In the same vein, all kinds of material objects and symbols of the American presence—from red wood crosses modeled on the Red Cross to marine hats—were adopted as religious paraphernalia, invested with meaning that seemed strangely independent of, yet intimately connected to, their original purposes. At sunup and sundown, cult members raised and lowered an American flag, salvaged from a military dump, and assigned a color guard to watch over it during the day. Lamont Lindstrom observed that:

US military uniforms and insignia ... are prized possessions. A few men were lucky enough to secretly retain the numbered dog tags issued to them during tours of labor for the US military. Others still recall the songs they learned from American servicemen and are pleased to sing creditable rendering of “God Bless America” and “The Marine’s Hymn.” ... Every 15 February, a military drill team marches with bamboo rifles and the logo USA painted in red across the marcher’s chests and backs. The team is commanded by a sergeant, “with stripes,” who calls out still recognizable commands (which are, however, unintelligible to the Tannese) such as “to the right![25]

To the Western observer, cult doctrine and practice appears shockingly Amero-centric. Yet, it is important to keep in mind that America was not a static object of cult worship. “America,” and all things American, were put to use as vehicles for challenging colonial authority. Emulating military procedures, adopting military lingo, and folding America into local religious history had the psychological effect of aligning the disenfranchised ni-Vanuatu with the all-powerful Americans; performance of American military ritual invoked power by mimicking the powerful.

The departure of troops reified faith in American salvation insofar as it meshed well with the doctrine of Christ’s second coming as taught by the missionaries. Cultists immediately began to prepare for the Americans’ return. Frum believers cleared a plateau on northern Tanna for an airstrip that would receive John Frum’s American sons, just like the airstrip that had been built a year earlier on Efate. The airstrip was also expected to receive American goods, and Frum said that people who did not help to build would be bombed by planes. About the same time, members of the Naked cult built a dock on Santo in anticipation of American cargo, and cleared roads to transport it to the villages.

════════

▸ USING THE INFORMATION
• a. According to the passage on the John Frum cult, what did Frum believers clear on northern Tanna, and for what purpose?
• b. Write what comes next in the passage on the John Frum cult, continuing from its last sentence.
The records have no connection to the passage on the John Frum cult.

▸ MATERIAL PROVIDED

════════

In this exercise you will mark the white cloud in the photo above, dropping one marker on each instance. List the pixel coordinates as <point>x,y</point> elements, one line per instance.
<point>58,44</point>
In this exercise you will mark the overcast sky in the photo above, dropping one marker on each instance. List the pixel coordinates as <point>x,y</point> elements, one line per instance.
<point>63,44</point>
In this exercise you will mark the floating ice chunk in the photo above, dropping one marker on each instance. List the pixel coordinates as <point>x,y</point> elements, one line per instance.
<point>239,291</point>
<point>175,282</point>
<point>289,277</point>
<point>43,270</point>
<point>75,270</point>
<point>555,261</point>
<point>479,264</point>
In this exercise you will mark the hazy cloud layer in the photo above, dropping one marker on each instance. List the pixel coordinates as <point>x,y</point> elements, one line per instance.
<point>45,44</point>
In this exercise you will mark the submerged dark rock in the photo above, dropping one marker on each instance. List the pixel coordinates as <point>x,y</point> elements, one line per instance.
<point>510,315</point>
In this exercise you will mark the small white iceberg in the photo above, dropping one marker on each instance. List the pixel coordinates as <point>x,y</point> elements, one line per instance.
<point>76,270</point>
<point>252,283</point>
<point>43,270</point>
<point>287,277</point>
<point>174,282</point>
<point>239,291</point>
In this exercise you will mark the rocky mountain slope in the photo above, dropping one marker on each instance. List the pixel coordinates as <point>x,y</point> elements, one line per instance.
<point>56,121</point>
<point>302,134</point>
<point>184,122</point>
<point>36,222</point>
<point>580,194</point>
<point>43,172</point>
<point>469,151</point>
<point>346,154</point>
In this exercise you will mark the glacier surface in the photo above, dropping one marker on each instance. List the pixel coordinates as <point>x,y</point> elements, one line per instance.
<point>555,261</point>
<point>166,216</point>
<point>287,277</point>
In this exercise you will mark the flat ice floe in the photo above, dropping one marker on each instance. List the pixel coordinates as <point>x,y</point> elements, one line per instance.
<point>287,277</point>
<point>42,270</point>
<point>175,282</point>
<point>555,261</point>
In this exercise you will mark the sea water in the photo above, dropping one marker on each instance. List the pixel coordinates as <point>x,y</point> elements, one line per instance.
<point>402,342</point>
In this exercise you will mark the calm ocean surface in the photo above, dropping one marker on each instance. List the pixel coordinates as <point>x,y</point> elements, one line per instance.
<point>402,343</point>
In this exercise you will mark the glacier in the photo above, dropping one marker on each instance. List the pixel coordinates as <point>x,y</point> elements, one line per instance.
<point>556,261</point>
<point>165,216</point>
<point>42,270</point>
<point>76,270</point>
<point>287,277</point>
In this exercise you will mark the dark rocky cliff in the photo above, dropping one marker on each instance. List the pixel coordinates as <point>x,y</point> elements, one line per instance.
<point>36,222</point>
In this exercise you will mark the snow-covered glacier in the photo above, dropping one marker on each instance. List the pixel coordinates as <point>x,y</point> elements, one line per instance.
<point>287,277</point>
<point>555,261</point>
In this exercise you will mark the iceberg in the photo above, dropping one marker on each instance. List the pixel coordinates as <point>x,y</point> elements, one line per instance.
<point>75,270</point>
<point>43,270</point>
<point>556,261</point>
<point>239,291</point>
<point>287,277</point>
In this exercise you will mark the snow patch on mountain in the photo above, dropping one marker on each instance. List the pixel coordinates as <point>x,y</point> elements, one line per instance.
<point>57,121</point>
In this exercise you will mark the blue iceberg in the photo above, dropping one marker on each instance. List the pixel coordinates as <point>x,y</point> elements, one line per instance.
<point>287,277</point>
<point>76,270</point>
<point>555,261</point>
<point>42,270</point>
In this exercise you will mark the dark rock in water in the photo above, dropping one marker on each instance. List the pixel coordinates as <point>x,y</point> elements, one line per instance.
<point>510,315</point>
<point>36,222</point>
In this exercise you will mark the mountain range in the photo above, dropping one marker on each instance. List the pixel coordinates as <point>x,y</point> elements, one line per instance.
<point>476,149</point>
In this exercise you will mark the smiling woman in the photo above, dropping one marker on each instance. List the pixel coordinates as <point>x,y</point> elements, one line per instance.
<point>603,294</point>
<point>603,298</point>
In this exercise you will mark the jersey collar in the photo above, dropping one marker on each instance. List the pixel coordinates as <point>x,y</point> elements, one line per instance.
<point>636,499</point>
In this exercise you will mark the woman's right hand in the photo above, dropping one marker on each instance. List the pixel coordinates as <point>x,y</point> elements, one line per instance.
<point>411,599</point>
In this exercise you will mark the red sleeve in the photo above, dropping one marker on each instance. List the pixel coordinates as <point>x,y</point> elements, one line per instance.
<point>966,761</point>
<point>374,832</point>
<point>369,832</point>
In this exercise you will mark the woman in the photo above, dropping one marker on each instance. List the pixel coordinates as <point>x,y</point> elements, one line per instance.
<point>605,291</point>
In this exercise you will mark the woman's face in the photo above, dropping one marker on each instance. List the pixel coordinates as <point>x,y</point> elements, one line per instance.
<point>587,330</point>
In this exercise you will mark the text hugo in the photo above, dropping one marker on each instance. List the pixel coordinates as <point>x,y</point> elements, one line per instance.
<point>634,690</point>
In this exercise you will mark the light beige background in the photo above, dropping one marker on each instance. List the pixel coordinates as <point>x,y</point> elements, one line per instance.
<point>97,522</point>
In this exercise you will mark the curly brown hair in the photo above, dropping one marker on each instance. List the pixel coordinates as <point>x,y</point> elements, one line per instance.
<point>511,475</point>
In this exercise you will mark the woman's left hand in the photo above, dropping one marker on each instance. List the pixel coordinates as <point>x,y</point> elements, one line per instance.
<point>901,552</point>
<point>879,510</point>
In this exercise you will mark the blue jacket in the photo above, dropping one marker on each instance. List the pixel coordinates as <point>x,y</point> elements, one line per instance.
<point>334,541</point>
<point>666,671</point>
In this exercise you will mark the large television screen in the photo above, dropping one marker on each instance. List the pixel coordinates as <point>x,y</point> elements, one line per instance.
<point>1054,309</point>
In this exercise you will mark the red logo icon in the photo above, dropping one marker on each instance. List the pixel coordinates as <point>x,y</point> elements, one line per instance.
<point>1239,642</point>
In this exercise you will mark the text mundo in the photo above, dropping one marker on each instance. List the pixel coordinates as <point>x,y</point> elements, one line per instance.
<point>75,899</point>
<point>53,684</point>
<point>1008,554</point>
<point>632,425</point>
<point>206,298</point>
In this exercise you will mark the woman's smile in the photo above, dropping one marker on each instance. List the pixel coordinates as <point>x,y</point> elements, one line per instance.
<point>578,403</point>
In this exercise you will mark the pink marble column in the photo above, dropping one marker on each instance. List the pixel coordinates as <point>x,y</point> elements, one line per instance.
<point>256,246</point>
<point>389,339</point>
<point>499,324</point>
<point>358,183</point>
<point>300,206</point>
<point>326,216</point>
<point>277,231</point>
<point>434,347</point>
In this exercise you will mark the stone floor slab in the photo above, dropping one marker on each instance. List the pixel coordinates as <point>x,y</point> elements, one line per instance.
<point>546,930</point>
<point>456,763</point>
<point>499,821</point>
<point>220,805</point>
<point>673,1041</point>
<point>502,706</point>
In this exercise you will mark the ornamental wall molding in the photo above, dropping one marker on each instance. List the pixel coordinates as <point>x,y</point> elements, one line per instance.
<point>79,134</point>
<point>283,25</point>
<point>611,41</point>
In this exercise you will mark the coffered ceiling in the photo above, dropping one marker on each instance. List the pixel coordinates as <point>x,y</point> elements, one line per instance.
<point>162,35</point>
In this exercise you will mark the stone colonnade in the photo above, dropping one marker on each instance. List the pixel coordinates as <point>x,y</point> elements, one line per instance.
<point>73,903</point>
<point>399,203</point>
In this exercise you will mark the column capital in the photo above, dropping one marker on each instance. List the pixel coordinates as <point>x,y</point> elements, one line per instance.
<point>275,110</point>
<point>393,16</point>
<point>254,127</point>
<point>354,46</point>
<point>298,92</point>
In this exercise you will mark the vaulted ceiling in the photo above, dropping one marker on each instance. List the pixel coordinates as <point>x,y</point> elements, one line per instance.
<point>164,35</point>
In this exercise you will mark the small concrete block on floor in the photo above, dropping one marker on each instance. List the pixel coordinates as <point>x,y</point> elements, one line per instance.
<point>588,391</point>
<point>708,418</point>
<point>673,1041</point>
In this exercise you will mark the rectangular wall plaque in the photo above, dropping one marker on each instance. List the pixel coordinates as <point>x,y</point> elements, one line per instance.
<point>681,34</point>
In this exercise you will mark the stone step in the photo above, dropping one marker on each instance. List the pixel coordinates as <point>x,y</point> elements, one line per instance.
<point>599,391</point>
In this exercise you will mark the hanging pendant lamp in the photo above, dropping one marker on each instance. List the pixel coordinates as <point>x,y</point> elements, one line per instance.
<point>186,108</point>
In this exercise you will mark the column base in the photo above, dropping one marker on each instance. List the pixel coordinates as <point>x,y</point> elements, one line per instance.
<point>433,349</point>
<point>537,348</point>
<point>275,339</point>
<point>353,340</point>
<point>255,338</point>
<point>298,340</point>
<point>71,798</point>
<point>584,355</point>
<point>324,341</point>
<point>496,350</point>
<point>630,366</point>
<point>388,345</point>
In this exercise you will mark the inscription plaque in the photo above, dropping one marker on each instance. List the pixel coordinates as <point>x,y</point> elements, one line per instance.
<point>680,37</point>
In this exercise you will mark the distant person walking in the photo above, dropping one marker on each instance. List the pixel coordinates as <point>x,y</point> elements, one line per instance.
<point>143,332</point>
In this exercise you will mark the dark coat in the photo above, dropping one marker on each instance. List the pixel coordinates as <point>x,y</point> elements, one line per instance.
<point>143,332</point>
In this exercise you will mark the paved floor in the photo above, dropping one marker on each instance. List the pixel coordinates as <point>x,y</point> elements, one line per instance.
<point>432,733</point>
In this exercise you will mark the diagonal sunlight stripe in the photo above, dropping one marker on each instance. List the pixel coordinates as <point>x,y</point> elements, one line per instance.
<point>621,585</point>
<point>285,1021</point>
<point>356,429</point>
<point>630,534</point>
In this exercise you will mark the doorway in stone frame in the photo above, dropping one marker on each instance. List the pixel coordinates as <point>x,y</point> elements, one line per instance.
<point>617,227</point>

════════

▸ ANSWERS PER TASK
• a. They cleared a plateau for an airstrip to receive John Frum's American sons.

• b.
Underwater at Million Dollar Point. Photos Jean-Claude Tranape.

Not only did cultists prepare for the arrival of new cargo, however; they also began to actively demolish what they had. Ni-Vanuatu started collectively dumping their British currency in the water, and raids on colonially owned trade stores were organized to gather extra currency to throw away.[26] Not only money was destroyed, but livestock and indigenous crafts.[27] Since so many cult practices mimicked American behavior, one wonders if the dumping wasn’t also a reenactment of witnessed events, such as the strange “construction” of Million Dollar Point. The spectacular dump has never been explicitly linked to cult activity, but the connection seems plausible; the ni-Vanuatu regarded the American military’s conspicuous excess as a direct function of their power. Again, in the absence of oral histories from Vanuatu itself, other regional testimony may be instructive. An Enewetak chief of the Marshall Islands noted that the gifts the islanders gave to American GIs were later seen on the beach, discarded, and he explained why: “All kinds [of things], they throw out, for they add nothing. Such is their strength, they do not need them.”[28] Quite likely, the ni-Vanuatu aimed to evoke this godlike strength by casting their things away. So outside the perimeters of recognizable human activity, the military’s expenditure was deemed the behavior of divinities: large-scale destruction of usable goods and a cavalier attitude toward disposability were inscribed in cargo cult religious practice. Million Dollar Point thus unfolds as a prescient symbol functioning in two directions: showcasing American capitalism’s disposal imperative, it also speaks to the immaterial dimensions of material caught in cross-cultural exchange. One country’s waste betokens another’s independence.

  1. Thurston Clarke, Searching for Crusoe: a Journey Among the Last Real Islands (New York: Ballantine Publishing Group, 2001), p. 76.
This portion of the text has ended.